The team is raising a little over $2 million in an ICO to build out the fund. They’ve already raised most of their $100 million total goal from individual investors but the ICO will let retail investors buy some of the tokens as they are made available on the BRD wallet.

Overstock’s investment arm funded blockchain for wine

Of all the things to add to the blockchain, wine makes a lot of sense. Given the need for provenance for every grape and barrel, it’s clear that the ancient industry could use a way to track ingredients from farm to glass. VinX, an Israeli company founded by Jacob Ner-david, is ready to give it a try.

According to a release, the plan is to create a “token-based digital wine futures platform based on the Bordeaux futures model” that lets you track wine from end to end “at a cost bearable to the industry.”

Investment banker Gil Picovsky joined Ner-david to build out the service.

“I was relating to Gil my frustrations with the way most wine is sold, and I had some early thoughts around using blockchain and tokens to radically remake the wine industry,” said Ner-david. “Together Gil and I developed the core concepts of VinX, and started to actively devote ourselves full time to VinX in November 2017.”

AVAILABLE DATA>
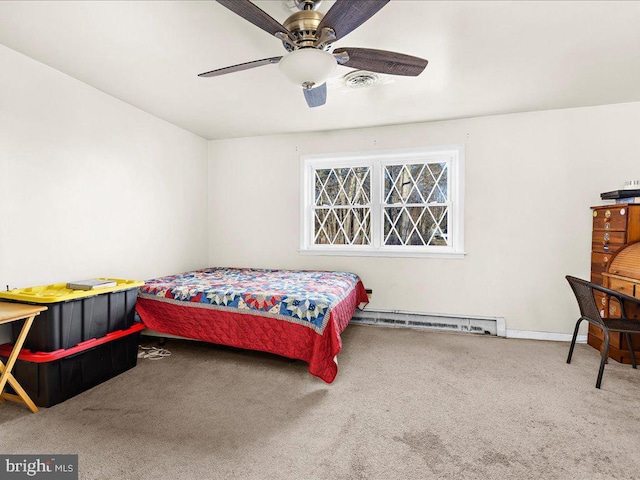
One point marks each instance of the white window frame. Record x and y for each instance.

EXERCISE INSTRUCTIONS>
(a) According to the wine blockchain passage, in what month and year did Ner-david and Picovsky begin devoting themselves full time to VinX?
(b) Retype the wine blockchain passage between "Overstock’s investment arm" and "give it a try.", inclusive.
(c) Translate this sentence from the wine blockchain passage into Spanish: "Investment banker Gil Picovsky joined Ner-david to build out the service."
Work from the wine blockchain passage alone.

OUTPUTS BY TASK>
(a) November 2017.

(b)
Overstock’s investment arm funded blockchain for wine

Of all the things to add to the blockchain, wine makes a lot of sense. Given the need for provenance for every grape and barrel, it’s clear that the ancient industry could use a way to track ingredients from farm to glass. VinX, an Israeli company founded by Jacob Ner-david, is ready to give it a try.

(c) El banquero de inversión Gil Picovsky se unió a Ner-david para desarrollar el servicio.